■ **Your objective**: Please pick up the essay on disordered thinking where it stops and write its next part.

■ **Quoted passage**:
--- START ---

Dreaming Wide Awake

The commute to school is sometimes spiced up when a homeless person catches my attention. They usually mutter incoherent, disconnected phrases on the streetcar, and take on different characters. The rest on the streetcar try to ignore them, but usually there’s no need to. These schizophrenics are lost in their own delusions and auditory, visual hallucinations. They’re in their own fantasy world.

It’s really hard to figure out a seamless, integrated storyline of what they are verbally trying to convey, unfortunately. I once came across an old woman who started muttering something about Alice in Wonderland and the Mad Hatter. She was talking to herself, or perhaps to someone else who didn’t objectively, concretely, exist within space and time at that very moment. Then she went on to discuss something else in a very derogatory tone of voice. The woman went off tangent and spoke of Michael Jackson. She was angry. Which is another thing I notice about schizophrenics-they are always charged up and very emotional in their tone of voice. Wow, there must be some intense conversation going on, coupled with the purging of fiery feelings.

I’m sure you all think to yourselves during these moments-“wow, this person is craaazy.” Then to assuage yourself, you remind yourself, “heh, I know I’m not like that. I’m sane.” But here’s the fallacy. What you don’t realize is that the capability to fall into the trap of disordered thinking is inherent in all of us. Disordered thinking is a capability every one of us with a normal human brain possesses.

--- END ---

Dataset entries:
--- START ---

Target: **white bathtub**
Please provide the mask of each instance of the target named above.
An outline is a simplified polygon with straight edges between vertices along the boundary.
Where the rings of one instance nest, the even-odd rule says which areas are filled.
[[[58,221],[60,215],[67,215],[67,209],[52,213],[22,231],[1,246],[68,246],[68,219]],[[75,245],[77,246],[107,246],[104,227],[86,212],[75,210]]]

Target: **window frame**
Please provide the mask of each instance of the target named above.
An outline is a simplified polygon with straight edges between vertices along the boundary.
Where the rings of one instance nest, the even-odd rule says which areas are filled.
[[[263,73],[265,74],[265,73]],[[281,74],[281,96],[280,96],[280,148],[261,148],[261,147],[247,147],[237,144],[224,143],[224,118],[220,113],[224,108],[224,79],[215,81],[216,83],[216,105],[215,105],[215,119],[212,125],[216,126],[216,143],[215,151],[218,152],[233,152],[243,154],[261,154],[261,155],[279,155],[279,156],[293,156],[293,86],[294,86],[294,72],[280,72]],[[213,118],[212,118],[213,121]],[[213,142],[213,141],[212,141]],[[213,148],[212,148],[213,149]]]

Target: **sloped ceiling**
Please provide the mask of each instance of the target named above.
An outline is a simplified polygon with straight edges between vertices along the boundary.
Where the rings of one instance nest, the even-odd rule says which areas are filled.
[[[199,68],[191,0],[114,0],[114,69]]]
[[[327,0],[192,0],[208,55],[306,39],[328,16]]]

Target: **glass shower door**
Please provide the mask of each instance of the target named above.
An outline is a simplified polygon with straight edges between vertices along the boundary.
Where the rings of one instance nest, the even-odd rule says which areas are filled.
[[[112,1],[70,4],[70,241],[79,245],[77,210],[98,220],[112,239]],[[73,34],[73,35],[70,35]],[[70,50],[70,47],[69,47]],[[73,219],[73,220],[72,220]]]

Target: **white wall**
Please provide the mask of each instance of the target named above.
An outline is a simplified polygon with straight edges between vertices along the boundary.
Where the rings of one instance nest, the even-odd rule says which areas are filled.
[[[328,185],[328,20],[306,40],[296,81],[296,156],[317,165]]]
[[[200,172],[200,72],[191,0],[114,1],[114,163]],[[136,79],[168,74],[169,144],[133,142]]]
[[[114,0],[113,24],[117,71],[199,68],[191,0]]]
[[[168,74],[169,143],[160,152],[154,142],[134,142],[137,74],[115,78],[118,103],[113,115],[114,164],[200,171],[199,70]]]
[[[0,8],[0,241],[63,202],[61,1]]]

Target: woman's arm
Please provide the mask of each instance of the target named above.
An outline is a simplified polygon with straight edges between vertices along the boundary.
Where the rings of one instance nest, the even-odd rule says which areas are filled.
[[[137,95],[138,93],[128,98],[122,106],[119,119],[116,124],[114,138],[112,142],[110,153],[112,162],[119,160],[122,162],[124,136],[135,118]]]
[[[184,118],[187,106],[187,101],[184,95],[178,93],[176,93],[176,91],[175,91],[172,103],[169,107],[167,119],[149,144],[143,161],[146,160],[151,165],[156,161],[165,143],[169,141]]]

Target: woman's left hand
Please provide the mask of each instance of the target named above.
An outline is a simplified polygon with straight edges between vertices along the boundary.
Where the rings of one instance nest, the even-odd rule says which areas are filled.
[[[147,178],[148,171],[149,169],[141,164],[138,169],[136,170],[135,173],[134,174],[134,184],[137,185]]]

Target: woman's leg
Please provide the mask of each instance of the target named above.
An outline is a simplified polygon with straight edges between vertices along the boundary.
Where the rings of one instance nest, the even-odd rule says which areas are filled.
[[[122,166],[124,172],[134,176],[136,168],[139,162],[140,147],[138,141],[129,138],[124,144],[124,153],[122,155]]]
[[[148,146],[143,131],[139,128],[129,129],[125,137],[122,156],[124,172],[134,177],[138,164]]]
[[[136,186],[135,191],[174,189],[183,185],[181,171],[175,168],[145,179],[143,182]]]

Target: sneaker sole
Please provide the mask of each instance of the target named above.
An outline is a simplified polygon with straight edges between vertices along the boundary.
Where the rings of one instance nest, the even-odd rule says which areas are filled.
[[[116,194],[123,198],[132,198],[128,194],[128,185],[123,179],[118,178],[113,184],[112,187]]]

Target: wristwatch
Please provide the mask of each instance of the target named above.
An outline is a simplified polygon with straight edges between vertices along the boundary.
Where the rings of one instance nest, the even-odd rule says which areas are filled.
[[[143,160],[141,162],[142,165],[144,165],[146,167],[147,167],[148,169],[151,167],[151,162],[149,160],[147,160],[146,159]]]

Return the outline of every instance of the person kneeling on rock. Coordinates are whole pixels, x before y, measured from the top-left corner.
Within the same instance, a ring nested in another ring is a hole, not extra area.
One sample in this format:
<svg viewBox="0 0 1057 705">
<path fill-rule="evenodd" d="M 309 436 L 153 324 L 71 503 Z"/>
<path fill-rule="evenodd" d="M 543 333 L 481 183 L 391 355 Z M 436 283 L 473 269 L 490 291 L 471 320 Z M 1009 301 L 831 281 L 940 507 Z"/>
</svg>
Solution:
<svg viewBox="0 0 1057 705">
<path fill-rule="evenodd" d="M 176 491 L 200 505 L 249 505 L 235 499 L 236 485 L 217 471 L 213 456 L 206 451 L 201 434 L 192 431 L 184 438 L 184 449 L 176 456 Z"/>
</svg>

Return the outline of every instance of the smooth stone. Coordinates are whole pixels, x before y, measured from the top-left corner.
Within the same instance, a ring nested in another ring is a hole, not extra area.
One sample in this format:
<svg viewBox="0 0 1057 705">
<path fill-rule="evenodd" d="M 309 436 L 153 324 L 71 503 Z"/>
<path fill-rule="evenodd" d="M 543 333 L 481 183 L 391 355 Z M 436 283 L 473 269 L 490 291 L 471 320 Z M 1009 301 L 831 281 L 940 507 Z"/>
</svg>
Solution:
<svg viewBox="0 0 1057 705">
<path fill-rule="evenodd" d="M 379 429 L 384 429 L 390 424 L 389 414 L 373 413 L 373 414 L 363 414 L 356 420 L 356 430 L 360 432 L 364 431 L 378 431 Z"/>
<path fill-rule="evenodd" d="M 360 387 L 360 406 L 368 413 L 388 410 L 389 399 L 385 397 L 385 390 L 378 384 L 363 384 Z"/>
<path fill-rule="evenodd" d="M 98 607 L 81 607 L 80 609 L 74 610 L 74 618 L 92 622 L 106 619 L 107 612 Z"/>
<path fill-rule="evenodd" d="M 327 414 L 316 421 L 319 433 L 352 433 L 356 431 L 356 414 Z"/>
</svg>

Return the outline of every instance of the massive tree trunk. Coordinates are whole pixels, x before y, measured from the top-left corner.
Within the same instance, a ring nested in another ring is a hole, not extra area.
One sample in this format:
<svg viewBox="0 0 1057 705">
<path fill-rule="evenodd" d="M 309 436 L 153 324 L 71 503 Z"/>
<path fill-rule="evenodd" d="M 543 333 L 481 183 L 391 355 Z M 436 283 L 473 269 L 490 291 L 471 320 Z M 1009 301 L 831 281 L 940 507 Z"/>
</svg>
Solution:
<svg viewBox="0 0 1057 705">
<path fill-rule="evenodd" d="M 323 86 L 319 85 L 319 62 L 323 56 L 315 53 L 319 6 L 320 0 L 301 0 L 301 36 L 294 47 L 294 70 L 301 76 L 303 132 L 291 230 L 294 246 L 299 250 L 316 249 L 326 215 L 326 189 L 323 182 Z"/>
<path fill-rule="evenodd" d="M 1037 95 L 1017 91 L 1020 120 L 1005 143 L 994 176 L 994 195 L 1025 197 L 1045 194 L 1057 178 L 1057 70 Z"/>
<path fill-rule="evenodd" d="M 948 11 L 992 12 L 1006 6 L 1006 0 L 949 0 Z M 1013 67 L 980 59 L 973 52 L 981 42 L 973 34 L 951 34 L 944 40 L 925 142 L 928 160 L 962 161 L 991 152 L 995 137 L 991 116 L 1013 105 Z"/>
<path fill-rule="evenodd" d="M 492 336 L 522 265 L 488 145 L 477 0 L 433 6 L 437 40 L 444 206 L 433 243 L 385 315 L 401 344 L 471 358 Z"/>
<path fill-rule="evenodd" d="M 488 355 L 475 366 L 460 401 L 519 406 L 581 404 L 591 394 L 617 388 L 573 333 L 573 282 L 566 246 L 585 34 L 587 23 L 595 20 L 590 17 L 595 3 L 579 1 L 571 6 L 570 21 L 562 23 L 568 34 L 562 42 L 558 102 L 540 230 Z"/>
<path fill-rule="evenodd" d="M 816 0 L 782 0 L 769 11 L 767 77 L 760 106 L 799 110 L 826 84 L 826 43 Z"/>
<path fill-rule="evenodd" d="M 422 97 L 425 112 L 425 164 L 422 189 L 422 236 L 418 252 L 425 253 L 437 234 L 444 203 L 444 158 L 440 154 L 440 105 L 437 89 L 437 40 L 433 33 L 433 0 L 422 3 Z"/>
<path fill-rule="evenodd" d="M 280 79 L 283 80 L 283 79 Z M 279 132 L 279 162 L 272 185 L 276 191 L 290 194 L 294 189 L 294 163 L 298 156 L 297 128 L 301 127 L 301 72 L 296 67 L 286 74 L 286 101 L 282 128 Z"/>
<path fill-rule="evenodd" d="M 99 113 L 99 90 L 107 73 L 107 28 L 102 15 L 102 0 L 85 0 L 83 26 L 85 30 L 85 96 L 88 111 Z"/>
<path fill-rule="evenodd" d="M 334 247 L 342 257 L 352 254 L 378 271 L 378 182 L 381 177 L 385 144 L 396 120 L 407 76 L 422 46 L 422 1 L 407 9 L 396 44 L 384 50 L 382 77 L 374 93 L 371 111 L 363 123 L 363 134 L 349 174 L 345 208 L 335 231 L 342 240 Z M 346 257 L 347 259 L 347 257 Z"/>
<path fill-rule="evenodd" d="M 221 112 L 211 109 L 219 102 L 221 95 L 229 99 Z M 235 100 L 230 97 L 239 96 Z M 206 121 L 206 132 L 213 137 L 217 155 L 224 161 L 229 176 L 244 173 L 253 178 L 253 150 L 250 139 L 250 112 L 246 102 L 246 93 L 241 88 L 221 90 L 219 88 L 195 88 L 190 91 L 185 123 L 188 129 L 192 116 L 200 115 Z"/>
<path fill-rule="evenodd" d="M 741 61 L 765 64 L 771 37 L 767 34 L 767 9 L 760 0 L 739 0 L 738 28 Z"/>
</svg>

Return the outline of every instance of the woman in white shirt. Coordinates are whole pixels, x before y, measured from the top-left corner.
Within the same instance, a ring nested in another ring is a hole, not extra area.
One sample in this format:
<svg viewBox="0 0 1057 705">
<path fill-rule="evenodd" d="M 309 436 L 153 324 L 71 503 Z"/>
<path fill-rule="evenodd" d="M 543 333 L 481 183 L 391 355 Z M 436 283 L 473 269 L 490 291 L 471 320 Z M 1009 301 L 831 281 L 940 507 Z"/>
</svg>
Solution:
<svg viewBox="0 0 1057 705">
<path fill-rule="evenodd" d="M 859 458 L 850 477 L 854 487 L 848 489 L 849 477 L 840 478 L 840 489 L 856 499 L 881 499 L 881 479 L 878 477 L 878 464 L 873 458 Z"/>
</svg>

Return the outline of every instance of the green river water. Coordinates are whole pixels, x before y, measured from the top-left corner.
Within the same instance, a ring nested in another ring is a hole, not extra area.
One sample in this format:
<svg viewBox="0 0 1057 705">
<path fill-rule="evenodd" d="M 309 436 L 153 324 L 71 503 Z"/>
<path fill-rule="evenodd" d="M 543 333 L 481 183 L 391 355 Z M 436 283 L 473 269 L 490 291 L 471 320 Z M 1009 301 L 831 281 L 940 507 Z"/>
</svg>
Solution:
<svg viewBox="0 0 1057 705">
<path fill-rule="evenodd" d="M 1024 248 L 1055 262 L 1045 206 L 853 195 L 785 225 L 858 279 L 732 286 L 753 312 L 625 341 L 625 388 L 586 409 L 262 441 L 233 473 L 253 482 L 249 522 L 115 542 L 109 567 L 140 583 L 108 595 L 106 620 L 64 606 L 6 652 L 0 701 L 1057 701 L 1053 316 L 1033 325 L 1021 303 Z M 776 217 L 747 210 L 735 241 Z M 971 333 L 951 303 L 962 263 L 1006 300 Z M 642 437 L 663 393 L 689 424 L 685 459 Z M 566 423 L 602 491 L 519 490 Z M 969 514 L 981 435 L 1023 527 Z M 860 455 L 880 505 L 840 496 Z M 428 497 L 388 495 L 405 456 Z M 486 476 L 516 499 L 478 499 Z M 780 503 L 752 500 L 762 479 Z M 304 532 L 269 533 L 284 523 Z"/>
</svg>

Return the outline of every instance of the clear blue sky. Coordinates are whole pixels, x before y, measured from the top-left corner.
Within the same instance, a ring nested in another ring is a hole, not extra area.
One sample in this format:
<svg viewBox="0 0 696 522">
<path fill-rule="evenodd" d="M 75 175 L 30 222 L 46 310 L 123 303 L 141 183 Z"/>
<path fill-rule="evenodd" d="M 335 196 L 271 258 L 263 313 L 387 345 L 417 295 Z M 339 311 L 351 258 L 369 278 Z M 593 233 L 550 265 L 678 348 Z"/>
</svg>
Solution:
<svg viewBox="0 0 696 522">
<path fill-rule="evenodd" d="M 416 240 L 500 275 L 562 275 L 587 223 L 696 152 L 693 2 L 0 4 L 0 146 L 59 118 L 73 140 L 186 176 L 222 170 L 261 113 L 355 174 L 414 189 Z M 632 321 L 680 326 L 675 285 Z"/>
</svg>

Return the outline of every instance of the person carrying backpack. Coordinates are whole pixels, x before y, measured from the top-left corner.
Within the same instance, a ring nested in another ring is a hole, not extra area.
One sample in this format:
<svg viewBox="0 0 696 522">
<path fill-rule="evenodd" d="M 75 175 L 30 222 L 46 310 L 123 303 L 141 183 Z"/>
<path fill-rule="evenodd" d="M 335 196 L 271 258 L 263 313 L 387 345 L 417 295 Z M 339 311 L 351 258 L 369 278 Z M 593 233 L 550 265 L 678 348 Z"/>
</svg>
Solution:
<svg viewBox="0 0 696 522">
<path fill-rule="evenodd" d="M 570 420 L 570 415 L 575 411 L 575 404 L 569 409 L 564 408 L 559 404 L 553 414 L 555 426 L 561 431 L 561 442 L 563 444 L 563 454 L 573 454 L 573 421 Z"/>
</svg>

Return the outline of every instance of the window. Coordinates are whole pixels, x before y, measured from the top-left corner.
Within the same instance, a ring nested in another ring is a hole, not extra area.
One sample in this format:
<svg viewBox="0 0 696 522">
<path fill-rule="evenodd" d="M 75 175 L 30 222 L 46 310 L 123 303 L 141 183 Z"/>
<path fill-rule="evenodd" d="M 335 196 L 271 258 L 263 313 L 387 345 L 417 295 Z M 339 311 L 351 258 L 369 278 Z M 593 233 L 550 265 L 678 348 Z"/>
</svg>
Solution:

--- END ---

■ **Response**:
Have you ever thought to yourself that you succumb to disordered thinking, yet at the same time this disordered thinking comes off as rational, subjectively, to you? The frontal lobes, the very part of your brain that lies inside your forehead, responsible mainly for regulation of conscious thoughts, shuts down, and the rest of your brain is allowed to roam free. The frontal lobe is like the mother hen. It keeps the other hens in check. But once it’s gone, thoughts from your subconscious come to the surface. Chaos ensues.

Thoughts you possess come to the surface, but these thoughts don’t tie in together. You’ve entered into your own fantasy world. These are illusions that somehow make sense every night-in your sleep. While you’re dreaming, you may be kissing Brad Pitt, elated in bliss and joy and lust, then whisked away to Hawaii one second later, all of a sudden to confront an evil cartoon character like Wiley E. Coyote who chases you around. This provokes the sensation of being scared out of your wits. The random switching of locations and emotions just doesn’t make sense. But wait a minute-of course it does, at that very moment you are experiencing it.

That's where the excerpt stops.